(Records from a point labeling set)
▬▬▬▬▬▬▬▬▬▬
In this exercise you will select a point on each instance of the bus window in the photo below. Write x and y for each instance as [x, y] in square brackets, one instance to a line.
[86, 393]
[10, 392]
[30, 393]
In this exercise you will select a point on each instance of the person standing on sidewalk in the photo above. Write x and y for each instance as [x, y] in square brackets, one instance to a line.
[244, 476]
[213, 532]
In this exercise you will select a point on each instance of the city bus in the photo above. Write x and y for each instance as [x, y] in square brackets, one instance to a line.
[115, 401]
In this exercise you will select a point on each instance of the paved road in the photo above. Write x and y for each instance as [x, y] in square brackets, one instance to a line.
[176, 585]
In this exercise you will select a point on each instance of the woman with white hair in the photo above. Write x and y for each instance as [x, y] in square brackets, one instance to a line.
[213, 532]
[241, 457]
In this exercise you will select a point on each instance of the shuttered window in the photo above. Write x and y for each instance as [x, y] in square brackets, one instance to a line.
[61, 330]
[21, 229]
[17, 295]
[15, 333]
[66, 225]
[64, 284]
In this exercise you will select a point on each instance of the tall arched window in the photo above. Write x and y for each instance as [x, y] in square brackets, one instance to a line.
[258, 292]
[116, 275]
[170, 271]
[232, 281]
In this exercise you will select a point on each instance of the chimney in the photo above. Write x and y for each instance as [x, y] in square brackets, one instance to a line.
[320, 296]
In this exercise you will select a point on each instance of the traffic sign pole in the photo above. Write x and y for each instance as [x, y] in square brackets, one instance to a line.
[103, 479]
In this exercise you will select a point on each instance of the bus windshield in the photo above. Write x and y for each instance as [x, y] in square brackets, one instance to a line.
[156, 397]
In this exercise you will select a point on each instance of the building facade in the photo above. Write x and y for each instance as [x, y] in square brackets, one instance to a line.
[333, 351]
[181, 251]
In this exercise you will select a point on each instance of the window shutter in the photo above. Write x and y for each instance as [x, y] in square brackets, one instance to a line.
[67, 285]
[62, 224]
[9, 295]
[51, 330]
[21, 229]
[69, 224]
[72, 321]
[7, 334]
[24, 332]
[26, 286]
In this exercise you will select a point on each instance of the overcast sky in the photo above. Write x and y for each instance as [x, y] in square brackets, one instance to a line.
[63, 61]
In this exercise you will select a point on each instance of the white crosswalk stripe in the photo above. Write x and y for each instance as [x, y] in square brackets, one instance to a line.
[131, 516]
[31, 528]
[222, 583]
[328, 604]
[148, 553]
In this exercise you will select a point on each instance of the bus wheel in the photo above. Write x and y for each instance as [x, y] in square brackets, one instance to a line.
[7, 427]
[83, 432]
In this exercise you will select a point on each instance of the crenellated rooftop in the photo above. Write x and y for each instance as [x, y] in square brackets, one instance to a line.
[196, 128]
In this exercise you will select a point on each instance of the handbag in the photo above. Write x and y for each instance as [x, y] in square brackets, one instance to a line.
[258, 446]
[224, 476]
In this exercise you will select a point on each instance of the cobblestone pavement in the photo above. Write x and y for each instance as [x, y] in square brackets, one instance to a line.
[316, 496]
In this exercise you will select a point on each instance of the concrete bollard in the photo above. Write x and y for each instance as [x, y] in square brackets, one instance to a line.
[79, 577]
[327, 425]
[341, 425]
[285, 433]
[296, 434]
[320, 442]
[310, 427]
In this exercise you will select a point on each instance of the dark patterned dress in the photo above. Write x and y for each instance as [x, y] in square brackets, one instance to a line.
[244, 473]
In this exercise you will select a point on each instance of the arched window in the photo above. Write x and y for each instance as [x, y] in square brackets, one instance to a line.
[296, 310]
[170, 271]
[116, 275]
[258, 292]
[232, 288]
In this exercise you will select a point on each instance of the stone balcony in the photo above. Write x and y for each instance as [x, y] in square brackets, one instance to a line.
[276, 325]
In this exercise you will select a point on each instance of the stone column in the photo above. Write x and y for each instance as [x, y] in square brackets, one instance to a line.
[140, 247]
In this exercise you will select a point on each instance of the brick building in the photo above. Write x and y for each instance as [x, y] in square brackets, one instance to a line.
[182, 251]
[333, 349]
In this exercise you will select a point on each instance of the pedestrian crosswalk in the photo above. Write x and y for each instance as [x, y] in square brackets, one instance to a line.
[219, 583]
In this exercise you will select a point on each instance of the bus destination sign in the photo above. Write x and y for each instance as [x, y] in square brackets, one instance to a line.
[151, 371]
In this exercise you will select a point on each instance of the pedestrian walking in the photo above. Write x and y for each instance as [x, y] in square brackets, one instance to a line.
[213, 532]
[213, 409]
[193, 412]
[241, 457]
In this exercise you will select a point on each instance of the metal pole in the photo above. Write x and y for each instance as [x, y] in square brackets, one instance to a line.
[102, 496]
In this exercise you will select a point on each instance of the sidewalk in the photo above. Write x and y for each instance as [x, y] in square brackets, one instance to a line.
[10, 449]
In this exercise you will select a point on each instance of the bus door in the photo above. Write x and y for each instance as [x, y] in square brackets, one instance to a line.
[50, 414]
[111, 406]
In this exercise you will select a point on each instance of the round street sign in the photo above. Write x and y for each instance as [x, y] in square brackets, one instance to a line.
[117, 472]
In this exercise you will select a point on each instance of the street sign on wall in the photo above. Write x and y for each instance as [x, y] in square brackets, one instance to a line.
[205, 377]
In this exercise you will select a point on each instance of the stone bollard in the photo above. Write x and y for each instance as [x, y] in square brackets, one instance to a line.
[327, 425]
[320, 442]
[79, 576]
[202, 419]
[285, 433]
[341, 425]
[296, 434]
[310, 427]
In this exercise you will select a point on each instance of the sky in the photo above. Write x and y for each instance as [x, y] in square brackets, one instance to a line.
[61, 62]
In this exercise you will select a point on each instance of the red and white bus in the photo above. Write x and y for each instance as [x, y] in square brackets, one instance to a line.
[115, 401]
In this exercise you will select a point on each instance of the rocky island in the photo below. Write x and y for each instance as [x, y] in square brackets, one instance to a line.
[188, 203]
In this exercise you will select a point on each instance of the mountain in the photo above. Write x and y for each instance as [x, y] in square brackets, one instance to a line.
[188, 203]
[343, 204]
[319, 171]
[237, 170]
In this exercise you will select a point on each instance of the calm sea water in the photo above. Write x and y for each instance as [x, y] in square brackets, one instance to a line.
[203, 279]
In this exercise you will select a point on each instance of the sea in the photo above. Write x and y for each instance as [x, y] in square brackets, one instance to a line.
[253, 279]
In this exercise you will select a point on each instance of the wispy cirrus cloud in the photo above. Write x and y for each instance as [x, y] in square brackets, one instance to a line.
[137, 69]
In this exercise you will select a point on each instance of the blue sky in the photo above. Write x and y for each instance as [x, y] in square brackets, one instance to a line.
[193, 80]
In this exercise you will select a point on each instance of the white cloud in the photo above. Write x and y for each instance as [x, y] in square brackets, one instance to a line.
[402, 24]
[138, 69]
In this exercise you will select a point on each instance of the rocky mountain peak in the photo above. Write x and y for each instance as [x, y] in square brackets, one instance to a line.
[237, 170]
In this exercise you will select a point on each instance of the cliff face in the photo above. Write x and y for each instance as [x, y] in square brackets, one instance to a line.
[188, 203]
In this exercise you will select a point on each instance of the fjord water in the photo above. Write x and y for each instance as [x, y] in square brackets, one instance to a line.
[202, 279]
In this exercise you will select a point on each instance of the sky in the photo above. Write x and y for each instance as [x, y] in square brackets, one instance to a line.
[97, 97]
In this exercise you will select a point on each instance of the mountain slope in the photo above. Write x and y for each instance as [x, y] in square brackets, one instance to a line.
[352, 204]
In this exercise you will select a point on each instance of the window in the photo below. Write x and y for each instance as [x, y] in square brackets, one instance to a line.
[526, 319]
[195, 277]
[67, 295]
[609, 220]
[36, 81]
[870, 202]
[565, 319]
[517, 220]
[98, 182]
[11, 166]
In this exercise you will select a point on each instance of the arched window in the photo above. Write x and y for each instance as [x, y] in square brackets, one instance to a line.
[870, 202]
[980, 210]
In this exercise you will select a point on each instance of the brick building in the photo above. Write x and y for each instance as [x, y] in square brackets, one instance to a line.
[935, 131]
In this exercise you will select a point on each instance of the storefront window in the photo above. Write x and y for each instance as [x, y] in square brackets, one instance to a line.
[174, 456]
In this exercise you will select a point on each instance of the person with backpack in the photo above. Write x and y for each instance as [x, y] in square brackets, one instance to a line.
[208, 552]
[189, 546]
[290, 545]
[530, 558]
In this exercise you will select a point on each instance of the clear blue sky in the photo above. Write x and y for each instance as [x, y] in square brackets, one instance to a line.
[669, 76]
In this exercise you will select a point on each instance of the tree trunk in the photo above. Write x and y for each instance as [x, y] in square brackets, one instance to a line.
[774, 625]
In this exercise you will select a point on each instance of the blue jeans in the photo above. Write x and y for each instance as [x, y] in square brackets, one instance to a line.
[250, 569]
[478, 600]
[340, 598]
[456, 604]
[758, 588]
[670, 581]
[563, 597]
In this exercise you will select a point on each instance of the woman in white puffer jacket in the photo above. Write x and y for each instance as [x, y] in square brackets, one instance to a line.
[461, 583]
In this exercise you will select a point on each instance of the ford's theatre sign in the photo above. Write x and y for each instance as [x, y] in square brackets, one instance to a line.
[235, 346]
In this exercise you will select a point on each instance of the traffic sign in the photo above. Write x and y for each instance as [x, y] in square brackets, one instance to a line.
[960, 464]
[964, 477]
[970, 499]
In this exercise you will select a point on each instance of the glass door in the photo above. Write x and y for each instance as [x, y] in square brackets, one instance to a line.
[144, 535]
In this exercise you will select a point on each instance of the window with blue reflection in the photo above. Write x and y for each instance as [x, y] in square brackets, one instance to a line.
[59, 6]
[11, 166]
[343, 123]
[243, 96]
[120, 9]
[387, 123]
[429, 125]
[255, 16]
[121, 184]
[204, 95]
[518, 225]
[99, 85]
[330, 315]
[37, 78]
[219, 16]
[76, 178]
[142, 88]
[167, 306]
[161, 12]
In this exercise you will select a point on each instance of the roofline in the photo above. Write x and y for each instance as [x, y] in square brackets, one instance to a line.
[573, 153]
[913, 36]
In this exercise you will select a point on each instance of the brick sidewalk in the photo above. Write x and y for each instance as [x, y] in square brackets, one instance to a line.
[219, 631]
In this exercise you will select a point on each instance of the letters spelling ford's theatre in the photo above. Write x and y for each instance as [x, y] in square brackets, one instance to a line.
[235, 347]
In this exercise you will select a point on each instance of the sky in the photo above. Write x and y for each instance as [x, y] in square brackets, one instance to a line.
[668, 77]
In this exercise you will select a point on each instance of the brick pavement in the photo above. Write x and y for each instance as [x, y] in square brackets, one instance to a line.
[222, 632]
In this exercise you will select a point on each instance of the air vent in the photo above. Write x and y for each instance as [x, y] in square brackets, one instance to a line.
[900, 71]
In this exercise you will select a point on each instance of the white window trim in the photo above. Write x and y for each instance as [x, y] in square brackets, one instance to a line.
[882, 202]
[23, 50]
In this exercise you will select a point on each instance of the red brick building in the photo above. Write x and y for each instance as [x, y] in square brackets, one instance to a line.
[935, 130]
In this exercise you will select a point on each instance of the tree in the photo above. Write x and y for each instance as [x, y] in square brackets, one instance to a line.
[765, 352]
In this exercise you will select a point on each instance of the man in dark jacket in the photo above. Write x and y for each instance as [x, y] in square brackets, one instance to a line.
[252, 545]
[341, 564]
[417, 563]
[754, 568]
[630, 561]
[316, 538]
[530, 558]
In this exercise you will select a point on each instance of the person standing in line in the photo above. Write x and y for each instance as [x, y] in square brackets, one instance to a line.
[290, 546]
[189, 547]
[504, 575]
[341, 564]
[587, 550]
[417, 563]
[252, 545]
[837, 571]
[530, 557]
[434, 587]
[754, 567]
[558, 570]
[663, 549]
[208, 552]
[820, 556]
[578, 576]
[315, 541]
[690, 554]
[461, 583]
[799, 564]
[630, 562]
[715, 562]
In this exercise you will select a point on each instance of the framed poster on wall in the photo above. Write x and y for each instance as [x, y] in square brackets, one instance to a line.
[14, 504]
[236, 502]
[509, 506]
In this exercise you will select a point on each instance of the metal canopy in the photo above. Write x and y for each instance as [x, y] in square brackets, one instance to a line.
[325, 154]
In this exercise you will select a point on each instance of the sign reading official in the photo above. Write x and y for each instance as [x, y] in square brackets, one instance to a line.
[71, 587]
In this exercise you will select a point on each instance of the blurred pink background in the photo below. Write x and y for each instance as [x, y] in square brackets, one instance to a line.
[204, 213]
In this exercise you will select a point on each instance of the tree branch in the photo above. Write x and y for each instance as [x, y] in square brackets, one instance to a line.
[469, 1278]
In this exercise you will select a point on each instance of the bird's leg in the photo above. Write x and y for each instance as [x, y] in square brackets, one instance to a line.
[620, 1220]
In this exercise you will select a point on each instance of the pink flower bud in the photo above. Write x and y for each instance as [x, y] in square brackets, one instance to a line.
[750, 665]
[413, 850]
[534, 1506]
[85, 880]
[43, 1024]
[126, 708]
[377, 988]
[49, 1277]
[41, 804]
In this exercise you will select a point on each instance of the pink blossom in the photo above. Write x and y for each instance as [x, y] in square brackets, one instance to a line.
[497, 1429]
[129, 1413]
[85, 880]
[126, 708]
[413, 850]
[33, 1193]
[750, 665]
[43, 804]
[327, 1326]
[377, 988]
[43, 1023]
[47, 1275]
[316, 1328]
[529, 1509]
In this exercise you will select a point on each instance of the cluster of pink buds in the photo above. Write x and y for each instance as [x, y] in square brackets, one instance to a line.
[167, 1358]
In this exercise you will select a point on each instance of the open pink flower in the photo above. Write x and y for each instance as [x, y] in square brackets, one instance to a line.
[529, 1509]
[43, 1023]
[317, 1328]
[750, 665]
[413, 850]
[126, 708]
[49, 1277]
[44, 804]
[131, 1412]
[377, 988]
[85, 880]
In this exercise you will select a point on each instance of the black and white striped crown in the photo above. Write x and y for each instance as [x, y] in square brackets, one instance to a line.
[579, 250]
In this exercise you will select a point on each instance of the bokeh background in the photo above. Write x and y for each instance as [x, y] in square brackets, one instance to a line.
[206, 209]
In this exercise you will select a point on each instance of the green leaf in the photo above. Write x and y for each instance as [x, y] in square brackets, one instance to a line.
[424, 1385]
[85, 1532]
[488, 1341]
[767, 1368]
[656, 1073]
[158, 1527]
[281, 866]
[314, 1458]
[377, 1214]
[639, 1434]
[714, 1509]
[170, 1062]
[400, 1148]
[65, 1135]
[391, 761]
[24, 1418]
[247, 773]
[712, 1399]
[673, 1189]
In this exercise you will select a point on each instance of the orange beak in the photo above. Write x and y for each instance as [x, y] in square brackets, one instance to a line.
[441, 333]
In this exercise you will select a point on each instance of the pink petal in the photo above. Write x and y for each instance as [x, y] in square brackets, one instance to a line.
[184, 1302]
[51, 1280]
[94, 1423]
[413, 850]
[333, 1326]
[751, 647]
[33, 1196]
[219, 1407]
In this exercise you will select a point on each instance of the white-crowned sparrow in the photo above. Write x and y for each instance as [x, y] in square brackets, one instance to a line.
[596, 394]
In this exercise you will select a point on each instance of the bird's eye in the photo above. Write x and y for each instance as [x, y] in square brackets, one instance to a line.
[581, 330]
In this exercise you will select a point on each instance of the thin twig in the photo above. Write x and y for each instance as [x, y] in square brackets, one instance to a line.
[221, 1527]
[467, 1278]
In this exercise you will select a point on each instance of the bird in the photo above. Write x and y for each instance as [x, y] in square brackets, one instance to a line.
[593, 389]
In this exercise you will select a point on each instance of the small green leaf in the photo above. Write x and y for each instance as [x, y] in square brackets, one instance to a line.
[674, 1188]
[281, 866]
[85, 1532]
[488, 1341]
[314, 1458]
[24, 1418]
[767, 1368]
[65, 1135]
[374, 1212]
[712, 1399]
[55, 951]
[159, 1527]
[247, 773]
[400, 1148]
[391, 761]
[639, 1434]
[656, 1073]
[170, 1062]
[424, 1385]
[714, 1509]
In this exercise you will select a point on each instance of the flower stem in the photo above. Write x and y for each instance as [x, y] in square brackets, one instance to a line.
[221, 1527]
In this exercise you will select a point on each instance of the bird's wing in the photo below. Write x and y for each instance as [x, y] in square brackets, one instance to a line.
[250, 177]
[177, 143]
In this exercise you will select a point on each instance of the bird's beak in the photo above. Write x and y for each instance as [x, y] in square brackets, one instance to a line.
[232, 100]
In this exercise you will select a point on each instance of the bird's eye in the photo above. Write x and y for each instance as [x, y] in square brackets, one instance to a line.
▬▬▬▬▬▬▬▬▬▬
*GIVEN INSTRUCTION*. Scale the records from the line containing "the pink petal" through the line containing "[467, 1278]" by copying every one of those lines in full. Multiply each point coordinate by 2.55 and round to a whole number, with halves rounded up.

*SOLUTION TO THIS EXERCISE*.
In this exercise you will select a point on each instance of the pink petal in the photo above. Write x and y for each instance as [x, y] in square brackets, one instance to a line.
[469, 3320]
[130, 3264]
[240, 3629]
[1053, 2168]
[849, 3381]
[1915, 1650]
[84, 3050]
[558, 3588]
In this exercise you will select a point on each instance of the white-crowned sparrow in the photo above. Write x and y for each instance as [x, y] in square brackets, one instance to a line.
[1520, 1005]
In this exercise you will select a point on each instance of the bird's eye in the photo above. Write x and y for each instance as [x, y] in square brackets, one instance to a line.
[1482, 842]
In this exercise you will select a point on each instance of the thin twig in the photo above. Write x and y for each instance as [x, y] in square brackets, one instance to a line.
[564, 3894]
[1191, 3259]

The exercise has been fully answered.